### Conjunto de tareas
1: ¿Puedes reproducir literalmente el pasaje del texto sobre la Lomce que va de "Tras una investidura" a "ley de educación.", ambos incluidos?
2: ¿Qué viene a continuación en el texto sobre la Lomce? Escribe lo que sigue a partir de su última frase.

### Fragmento proporcionado
________________________
Tras una investidura fallida del ya exsecretario y exdiputado del PSOE Pedro Sánchez, una nueva convocatoria electoral y casi un año de gobierno en funciones del ahora presidente del gobierno Mariano Rajoy, tiempo en el que no se ha mencionado la educación en general ni la Lomce en particular ni una sola vez, y ello pese a que esta ley ha sido la única en ser aprobada en su momento con los votos a favor exclusivamente del partido en el gobierno, el PP, han bastado dos días de debate de investidura para que quien en ese momento era candidato, Rajoy, pusiese sobre la mesa de negociación no solo la derogación de las tan traídas y llevadas reválidas, sino incluso el total de la Lomce, ofertando la creación de una mesa de educación con el objetivo de dar a luz, ni más ni menos, que una nueva ley de educación.
________________________
### Datos mostrados
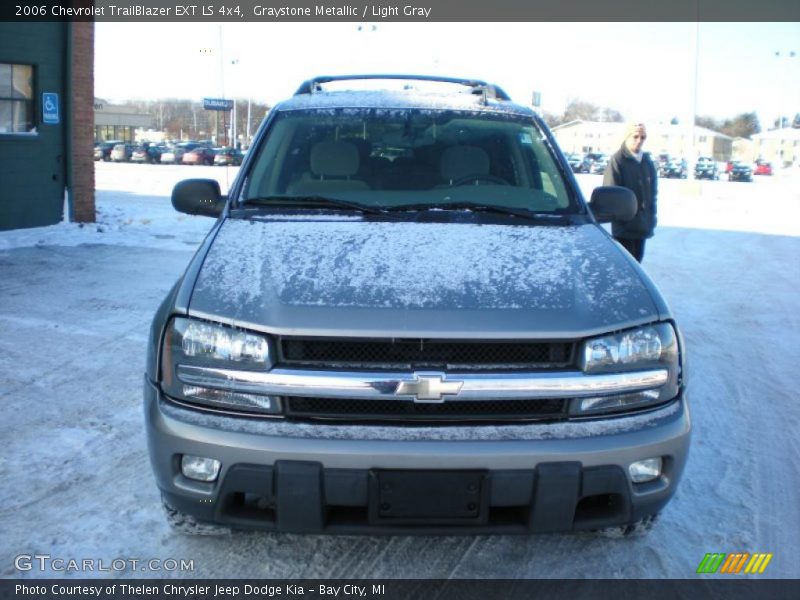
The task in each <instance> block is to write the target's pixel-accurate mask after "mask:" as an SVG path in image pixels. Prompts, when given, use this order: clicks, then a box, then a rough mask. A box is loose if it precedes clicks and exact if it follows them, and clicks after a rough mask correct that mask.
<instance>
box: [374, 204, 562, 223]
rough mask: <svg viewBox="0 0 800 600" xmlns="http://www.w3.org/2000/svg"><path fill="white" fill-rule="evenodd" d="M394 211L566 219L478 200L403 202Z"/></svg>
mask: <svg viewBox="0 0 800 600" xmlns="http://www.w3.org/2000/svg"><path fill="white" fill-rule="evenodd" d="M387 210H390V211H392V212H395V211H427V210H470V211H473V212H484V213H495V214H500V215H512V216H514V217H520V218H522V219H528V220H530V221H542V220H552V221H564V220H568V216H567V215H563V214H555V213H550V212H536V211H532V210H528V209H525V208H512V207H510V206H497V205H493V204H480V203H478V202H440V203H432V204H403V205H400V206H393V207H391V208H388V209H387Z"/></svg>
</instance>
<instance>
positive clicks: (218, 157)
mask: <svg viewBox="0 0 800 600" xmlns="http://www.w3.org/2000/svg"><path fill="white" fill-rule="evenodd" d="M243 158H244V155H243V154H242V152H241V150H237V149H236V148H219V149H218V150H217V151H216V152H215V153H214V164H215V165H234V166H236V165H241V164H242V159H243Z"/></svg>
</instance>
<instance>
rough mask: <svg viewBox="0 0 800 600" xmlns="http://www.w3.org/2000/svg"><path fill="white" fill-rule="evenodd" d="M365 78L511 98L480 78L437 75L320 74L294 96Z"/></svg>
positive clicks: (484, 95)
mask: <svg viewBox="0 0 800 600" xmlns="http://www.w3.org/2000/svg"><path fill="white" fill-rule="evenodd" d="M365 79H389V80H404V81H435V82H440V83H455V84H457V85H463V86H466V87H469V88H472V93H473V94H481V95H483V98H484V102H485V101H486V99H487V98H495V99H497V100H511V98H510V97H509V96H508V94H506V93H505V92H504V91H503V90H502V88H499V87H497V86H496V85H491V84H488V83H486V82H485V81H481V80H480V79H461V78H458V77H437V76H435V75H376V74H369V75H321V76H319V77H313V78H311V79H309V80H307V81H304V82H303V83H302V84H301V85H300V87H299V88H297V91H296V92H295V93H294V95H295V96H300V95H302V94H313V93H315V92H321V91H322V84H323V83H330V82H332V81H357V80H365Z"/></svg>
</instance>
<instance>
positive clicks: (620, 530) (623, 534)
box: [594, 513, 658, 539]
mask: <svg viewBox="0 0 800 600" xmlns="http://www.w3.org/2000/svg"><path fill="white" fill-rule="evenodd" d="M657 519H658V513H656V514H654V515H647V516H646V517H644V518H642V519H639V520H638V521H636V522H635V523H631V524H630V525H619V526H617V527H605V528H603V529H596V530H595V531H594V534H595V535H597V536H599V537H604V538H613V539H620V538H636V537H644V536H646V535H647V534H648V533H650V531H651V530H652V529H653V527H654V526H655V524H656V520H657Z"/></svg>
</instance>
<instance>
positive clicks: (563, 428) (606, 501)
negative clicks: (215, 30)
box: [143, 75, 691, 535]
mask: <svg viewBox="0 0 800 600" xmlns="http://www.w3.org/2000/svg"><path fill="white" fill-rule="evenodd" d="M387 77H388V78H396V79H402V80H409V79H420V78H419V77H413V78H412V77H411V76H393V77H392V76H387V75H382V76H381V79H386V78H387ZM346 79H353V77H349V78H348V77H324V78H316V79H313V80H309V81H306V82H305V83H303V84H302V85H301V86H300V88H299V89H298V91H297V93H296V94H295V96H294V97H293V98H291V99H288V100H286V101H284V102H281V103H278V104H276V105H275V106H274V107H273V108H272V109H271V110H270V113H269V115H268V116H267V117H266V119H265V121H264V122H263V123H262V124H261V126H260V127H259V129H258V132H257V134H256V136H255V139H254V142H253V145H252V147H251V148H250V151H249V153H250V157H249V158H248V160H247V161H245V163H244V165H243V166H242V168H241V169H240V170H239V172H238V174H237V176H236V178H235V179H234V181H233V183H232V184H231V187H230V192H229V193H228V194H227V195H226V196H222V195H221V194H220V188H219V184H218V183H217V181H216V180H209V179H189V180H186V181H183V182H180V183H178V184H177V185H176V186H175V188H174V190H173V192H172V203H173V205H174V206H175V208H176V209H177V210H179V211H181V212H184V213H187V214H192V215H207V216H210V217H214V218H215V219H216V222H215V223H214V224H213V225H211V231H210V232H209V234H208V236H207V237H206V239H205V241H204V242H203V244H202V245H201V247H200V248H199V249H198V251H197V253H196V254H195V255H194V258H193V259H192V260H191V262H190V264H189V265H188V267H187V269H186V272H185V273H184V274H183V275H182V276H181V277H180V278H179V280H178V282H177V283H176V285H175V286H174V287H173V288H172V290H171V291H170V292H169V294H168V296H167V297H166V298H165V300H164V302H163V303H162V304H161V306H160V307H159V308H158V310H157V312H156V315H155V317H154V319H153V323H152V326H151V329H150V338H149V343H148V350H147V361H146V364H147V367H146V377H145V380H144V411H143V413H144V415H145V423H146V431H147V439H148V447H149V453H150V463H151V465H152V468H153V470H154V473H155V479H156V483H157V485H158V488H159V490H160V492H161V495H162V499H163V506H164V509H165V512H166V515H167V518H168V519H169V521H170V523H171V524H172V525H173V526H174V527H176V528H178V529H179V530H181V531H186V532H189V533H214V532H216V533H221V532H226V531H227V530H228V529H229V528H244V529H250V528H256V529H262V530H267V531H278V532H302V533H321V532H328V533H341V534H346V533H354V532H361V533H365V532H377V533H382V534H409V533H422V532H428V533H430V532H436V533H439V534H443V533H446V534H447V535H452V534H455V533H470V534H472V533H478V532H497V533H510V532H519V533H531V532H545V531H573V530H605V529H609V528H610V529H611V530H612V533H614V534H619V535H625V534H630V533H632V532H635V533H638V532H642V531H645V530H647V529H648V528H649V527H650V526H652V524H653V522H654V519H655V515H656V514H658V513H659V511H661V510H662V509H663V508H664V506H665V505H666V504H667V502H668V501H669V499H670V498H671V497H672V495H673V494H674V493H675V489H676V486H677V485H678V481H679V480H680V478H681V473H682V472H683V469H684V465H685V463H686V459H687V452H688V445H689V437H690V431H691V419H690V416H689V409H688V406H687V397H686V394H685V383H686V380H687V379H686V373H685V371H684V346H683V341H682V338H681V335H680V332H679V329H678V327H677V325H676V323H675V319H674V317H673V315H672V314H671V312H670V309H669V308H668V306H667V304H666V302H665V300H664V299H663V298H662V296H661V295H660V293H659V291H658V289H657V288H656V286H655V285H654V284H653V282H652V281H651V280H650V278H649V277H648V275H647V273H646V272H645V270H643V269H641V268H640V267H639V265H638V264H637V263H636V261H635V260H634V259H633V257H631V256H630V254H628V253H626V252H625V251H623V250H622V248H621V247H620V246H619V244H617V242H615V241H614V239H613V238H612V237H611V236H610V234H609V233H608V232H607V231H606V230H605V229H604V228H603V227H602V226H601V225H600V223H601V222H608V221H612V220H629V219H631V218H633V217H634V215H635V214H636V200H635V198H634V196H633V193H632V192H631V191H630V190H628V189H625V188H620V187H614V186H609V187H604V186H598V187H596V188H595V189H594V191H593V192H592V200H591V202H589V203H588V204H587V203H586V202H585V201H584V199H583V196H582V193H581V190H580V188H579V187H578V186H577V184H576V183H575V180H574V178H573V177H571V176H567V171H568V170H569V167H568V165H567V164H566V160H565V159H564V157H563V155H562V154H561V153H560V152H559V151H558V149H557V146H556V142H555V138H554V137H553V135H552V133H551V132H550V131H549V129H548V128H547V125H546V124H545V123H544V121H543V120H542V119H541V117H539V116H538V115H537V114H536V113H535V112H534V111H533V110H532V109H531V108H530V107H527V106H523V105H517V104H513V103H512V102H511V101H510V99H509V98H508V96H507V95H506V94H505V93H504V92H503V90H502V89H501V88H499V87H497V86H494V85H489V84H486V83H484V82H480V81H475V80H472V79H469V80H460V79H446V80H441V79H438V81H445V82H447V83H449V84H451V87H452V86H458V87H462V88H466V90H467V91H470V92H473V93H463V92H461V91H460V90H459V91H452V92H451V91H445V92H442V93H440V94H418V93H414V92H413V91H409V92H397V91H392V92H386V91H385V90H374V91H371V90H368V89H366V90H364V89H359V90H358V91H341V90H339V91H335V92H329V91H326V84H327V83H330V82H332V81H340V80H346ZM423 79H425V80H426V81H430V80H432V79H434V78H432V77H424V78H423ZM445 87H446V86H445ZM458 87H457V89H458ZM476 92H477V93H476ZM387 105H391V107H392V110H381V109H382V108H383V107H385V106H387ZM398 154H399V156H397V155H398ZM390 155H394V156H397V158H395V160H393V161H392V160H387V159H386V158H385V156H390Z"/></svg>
________________________
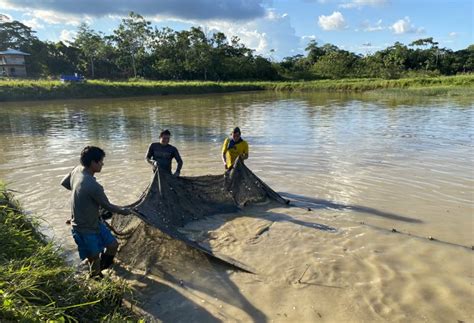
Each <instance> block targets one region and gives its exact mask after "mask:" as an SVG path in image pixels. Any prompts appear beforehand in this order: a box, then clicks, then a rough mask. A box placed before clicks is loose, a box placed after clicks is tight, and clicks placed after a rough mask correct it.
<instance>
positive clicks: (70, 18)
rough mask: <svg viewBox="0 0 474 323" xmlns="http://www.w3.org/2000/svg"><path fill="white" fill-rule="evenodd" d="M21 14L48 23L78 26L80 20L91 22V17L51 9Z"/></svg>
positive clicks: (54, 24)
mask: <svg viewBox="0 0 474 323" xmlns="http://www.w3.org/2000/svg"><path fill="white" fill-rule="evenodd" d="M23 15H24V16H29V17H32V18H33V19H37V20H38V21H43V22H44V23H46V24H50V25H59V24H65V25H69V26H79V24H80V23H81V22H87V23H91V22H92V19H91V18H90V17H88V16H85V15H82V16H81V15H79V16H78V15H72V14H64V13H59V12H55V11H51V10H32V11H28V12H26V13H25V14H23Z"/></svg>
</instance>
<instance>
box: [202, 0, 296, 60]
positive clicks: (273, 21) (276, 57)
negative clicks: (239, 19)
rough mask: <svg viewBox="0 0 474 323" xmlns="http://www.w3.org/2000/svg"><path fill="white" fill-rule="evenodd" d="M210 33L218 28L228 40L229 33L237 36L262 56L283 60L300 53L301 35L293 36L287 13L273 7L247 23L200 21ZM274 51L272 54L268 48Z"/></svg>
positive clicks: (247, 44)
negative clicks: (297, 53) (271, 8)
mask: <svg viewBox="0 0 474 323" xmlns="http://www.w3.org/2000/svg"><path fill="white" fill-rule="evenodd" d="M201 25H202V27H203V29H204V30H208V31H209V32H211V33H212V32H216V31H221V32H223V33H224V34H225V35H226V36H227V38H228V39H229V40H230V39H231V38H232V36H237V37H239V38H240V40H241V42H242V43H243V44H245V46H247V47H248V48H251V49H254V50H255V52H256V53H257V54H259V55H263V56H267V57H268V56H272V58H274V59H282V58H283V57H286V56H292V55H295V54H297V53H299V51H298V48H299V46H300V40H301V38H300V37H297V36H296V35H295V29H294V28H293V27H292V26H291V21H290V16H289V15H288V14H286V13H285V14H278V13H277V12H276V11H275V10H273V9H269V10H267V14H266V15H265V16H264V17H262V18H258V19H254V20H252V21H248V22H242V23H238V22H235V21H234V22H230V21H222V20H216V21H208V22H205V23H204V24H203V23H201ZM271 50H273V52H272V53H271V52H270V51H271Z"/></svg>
________________________
### Resultados por tarea
1:
Tras una investidura fallida del ya exsecretario y exdiputado del PSOE Pedro Sánchez, una nueva convocatoria electoral y casi un año de gobierno en funciones del ahora presidente del gobierno Mariano Rajoy, tiempo en el que no se ha mencionado la educación en general ni la Lomce en particular ni una sola vez, y ello pese a que esta ley ha sido la única en ser aprobada en su momento con los votos a favor exclusivamente del partido en el gobierno, el PP, han bastado dos días de debate de investidura para que quien en ese momento era candidato, Rajoy, pusiese sobre la mesa de negociación no solo la derogación de las tan traídas y llevadas reválidas, sino incluso el total de la Lomce, ofertando la creación de una mesa de educación con el objetivo de dar a luz, ni más ni menos, que una nueva ley de educación.

2:
Nada hay de nuevo en que la educación, menospreciada sistemáticamente por todos los programas políticos de cualquier índole y régimen, es, sin embargo, una pieza clave en el desarrollo de la política, porque, en definitiva, de cuál sea el currículo que se enseñe en escuelas y universidades depende no solo qué tipo de profesional se desea, sino, sobre todo, qué tipo de ciudadano. Y es justamente por esto por lo que los partidos, demócratas o no, en cuanto adquieren poder lo primero que atacan es el control de la educación.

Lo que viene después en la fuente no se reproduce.